▶ Data shown
══════════════════════════════

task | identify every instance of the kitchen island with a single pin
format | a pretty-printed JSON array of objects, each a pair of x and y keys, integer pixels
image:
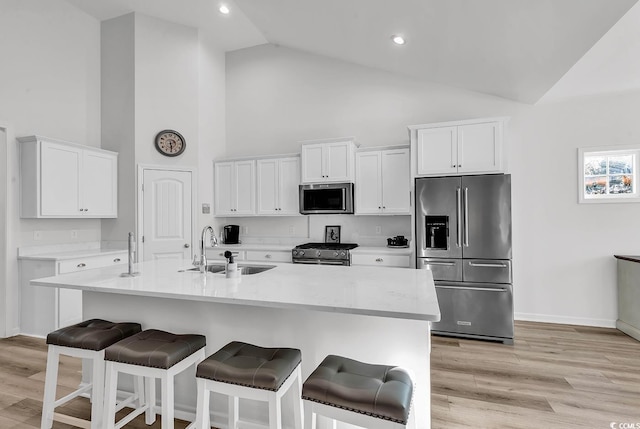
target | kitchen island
[
  {"x": 628, "y": 271},
  {"x": 376, "y": 315}
]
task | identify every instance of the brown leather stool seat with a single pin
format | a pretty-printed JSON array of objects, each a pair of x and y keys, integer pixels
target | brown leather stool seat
[
  {"x": 251, "y": 366},
  {"x": 376, "y": 390},
  {"x": 94, "y": 334},
  {"x": 154, "y": 348}
]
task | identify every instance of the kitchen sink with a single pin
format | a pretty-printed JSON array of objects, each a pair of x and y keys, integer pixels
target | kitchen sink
[{"x": 244, "y": 269}]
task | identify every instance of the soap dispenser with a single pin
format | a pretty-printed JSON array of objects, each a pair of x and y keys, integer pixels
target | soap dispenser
[{"x": 231, "y": 269}]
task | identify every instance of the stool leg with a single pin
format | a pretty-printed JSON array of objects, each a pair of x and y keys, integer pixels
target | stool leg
[
  {"x": 111, "y": 387},
  {"x": 309, "y": 416},
  {"x": 167, "y": 401},
  {"x": 233, "y": 412},
  {"x": 51, "y": 381},
  {"x": 275, "y": 413},
  {"x": 150, "y": 413},
  {"x": 297, "y": 400},
  {"x": 97, "y": 391},
  {"x": 139, "y": 391},
  {"x": 202, "y": 406}
]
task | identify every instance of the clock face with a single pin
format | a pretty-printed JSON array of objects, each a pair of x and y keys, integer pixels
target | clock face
[{"x": 170, "y": 143}]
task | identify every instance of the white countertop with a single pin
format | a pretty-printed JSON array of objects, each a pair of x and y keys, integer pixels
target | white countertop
[
  {"x": 371, "y": 250},
  {"x": 249, "y": 246},
  {"x": 386, "y": 292},
  {"x": 73, "y": 254}
]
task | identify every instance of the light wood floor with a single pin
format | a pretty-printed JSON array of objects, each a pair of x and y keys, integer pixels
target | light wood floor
[{"x": 554, "y": 376}]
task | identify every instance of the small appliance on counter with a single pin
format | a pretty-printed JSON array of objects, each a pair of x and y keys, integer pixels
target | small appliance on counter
[
  {"x": 231, "y": 234},
  {"x": 397, "y": 241}
]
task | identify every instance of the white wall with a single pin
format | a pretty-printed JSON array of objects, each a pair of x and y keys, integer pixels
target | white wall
[
  {"x": 159, "y": 75},
  {"x": 564, "y": 270},
  {"x": 49, "y": 85},
  {"x": 564, "y": 259}
]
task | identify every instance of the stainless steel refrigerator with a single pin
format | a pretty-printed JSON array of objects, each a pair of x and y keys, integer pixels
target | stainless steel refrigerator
[{"x": 463, "y": 235}]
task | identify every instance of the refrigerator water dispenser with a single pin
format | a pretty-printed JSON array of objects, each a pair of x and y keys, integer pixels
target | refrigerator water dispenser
[{"x": 437, "y": 230}]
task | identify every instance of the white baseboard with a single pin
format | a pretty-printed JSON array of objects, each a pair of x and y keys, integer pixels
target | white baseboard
[
  {"x": 565, "y": 320},
  {"x": 630, "y": 330}
]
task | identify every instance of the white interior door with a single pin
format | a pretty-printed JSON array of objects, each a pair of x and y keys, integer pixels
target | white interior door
[{"x": 167, "y": 205}]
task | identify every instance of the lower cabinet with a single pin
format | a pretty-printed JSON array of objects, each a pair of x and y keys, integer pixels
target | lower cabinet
[
  {"x": 382, "y": 259},
  {"x": 269, "y": 255},
  {"x": 45, "y": 309},
  {"x": 266, "y": 255}
]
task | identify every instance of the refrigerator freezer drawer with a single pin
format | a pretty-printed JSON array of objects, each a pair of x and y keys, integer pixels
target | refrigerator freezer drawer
[
  {"x": 442, "y": 269},
  {"x": 475, "y": 309},
  {"x": 486, "y": 271}
]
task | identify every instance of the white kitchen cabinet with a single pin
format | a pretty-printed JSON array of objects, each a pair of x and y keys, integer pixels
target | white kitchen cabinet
[
  {"x": 234, "y": 188},
  {"x": 463, "y": 147},
  {"x": 277, "y": 186},
  {"x": 45, "y": 309},
  {"x": 328, "y": 161},
  {"x": 383, "y": 182},
  {"x": 66, "y": 180}
]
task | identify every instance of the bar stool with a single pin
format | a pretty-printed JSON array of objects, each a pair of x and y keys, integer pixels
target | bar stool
[
  {"x": 151, "y": 354},
  {"x": 86, "y": 340},
  {"x": 361, "y": 394},
  {"x": 241, "y": 370}
]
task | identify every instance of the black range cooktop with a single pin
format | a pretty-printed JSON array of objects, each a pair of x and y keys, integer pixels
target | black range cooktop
[{"x": 327, "y": 246}]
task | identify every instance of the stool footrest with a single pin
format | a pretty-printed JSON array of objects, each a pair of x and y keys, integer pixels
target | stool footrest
[
  {"x": 73, "y": 421},
  {"x": 73, "y": 395},
  {"x": 126, "y": 419}
]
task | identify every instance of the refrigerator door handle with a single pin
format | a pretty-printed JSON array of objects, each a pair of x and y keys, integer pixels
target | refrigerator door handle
[
  {"x": 459, "y": 215},
  {"x": 480, "y": 289},
  {"x": 466, "y": 217},
  {"x": 444, "y": 264},
  {"x": 485, "y": 265}
]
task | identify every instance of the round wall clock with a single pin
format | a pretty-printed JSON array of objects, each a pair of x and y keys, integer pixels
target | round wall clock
[{"x": 170, "y": 143}]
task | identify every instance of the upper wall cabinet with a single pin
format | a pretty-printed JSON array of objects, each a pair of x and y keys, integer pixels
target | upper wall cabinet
[
  {"x": 66, "y": 180},
  {"x": 383, "y": 182},
  {"x": 234, "y": 187},
  {"x": 277, "y": 186},
  {"x": 462, "y": 147},
  {"x": 328, "y": 161}
]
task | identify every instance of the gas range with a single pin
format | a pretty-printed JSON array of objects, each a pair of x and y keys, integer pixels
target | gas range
[{"x": 323, "y": 253}]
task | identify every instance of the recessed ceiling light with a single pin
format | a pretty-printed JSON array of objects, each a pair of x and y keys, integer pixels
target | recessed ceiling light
[{"x": 398, "y": 40}]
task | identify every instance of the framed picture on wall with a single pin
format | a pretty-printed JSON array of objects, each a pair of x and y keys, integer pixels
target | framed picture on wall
[{"x": 332, "y": 234}]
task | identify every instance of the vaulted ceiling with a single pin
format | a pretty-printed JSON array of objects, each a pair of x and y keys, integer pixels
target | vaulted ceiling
[{"x": 516, "y": 49}]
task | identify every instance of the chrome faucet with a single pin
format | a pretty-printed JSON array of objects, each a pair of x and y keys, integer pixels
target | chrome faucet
[{"x": 202, "y": 262}]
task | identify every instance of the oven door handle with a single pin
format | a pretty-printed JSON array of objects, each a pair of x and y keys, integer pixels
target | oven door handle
[{"x": 317, "y": 262}]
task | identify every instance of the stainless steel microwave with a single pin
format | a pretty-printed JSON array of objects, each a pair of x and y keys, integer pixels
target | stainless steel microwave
[{"x": 326, "y": 198}]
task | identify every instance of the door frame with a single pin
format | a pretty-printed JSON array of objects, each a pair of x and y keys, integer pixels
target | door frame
[
  {"x": 140, "y": 203},
  {"x": 5, "y": 291}
]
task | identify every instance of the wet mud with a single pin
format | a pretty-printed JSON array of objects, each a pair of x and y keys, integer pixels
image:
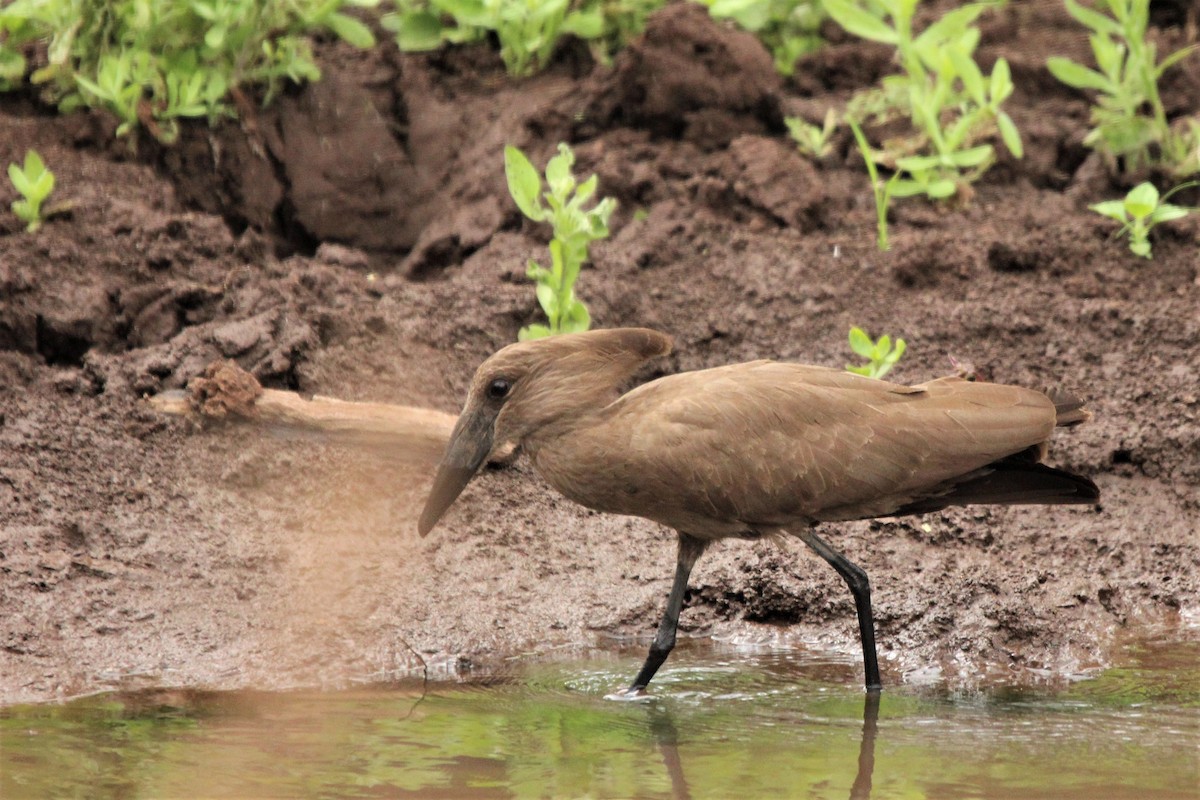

══════════════════════════════

▶ Exercise prompt
Pick out each line in the data above that has the word "freezer" in it, and copy those lines.

▶ Written answer
task | identify every instance of the refrigerator freezer drawer with a single pin
target | refrigerator freezer drawer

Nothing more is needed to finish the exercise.